Gösterilen Metin:
Ag nanopartikül katkılı PAN+PMMA kompozit nanofiberlerin elektriksel iletkenliği incelendiğinde en yüksek elektrikel iletkenlik değeri 0,00521 S/cm ve en düşük ise 0,00365 S/cm’dir. Ag nanotel katkılı PAN+PMMA kompozit nanofiberlerin en yüksek ve en düşük elektriksel iletkenlik değerleri sırayla 0,00298; 0,000839 S/cm’dir. En yüksek elektriksel iletkenlik, ağırlıkça % 5 olan Ag nanopartikül katkılı PAN+PMMA kompozit nanofiberlerde oluşmuştur.

En yüksek ısı iletim katsayısı ise ağırlıkça % 5 Ag nano tel katkılı PAN+PMMA kompozit nanofiberde 5 W/mK olarak tespit edilmiştir. Ag nanopartikül/nanotel katkılı PAN+PMMA kompozit nanofiberlerin, nanofiberin çapları incelendiğinde; Ag nanopartikül katkılı PAN+PMMA kompozit nanofiberlerin en yüksek değeri 387,65 nm (%5 Ag nanopartikülde)’dir. Ag nanotel katkılı PAN+PMMA kompozit nanofiberlerde ise en yüksek 508,0 (%5 Ag nanotelde) nm’dir. EDX miktarları incelendiğinde, Ag nanopartikül katkılı PAN+PMMA kompozit nanofiberlerin en yüksek değeri ağırlıkça % 4,22 gr (%5 Ag nanopartikülde), Ag nanotel katkılı PAN+PMMA kompozit nanofiberlerin en yüksek değeri ise ağırlıkça % 0,55 gr (%5 Ag nanotelde)’dir.

(12)

Bu çalışmadaki, statik yüzey temas açısının en yüksek olduğu değer ağırlıkça yüzde % 1 Ag nanopartikül katkılı PAN+PMMA kompozit nanofiberlerde tespit edilmiştir ve bu değer sol ve sağ kenar için sırasıyla 143-142,9o’dir.

Veri Kayıtları:
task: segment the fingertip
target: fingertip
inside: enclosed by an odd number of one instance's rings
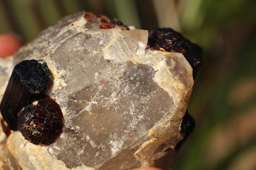
[[[12,34],[0,34],[0,57],[12,55],[22,43],[20,39]]]

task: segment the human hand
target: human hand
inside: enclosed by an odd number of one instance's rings
[[[0,57],[13,55],[22,46],[21,41],[12,34],[0,34]]]

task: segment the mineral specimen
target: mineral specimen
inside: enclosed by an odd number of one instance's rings
[[[42,61],[23,61],[14,67],[1,103],[1,112],[11,129],[17,129],[18,112],[44,95],[50,79],[50,72]]]
[[[180,52],[148,45],[148,36],[147,31],[81,12],[58,21],[20,49],[14,65],[25,60],[47,63],[53,79],[46,95],[60,106],[64,126],[48,146],[28,142],[18,131],[8,138],[0,133],[0,167],[171,165],[193,126],[189,116],[183,118],[193,69]]]
[[[62,110],[50,98],[44,97],[26,106],[18,116],[18,130],[34,144],[49,145],[62,131]]]

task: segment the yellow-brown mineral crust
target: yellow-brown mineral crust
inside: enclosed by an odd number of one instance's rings
[[[18,131],[7,137],[1,128],[0,169],[167,169],[174,162],[192,127],[183,117],[193,69],[182,53],[156,50],[148,45],[148,31],[132,28],[81,12],[14,55],[9,68],[25,60],[46,62],[53,77],[46,95],[60,106],[64,125],[48,146]],[[0,96],[9,76],[0,77]]]

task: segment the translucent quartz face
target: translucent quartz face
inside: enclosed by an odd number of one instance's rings
[[[47,94],[65,125],[48,152],[70,168],[95,168],[156,124],[182,118],[175,113],[186,109],[192,69],[182,54],[146,50],[147,31],[100,29],[76,15],[44,31],[14,63],[43,59],[53,73]]]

Yapılacak İş:
Gösterilen metne göre en yüksek ısı iletim katsayısı hangi kompozit nanofiberde ve hangi değerde tespit edilmiştir?

Alıştırmanın Çözümü:
En yüksek ısı iletim katsayısı, ağırlıkça %5 Ag nanotel katkılı PAN+PMMA kompozit nanofiberde 5 W/mK olarak tespit edilmiştir.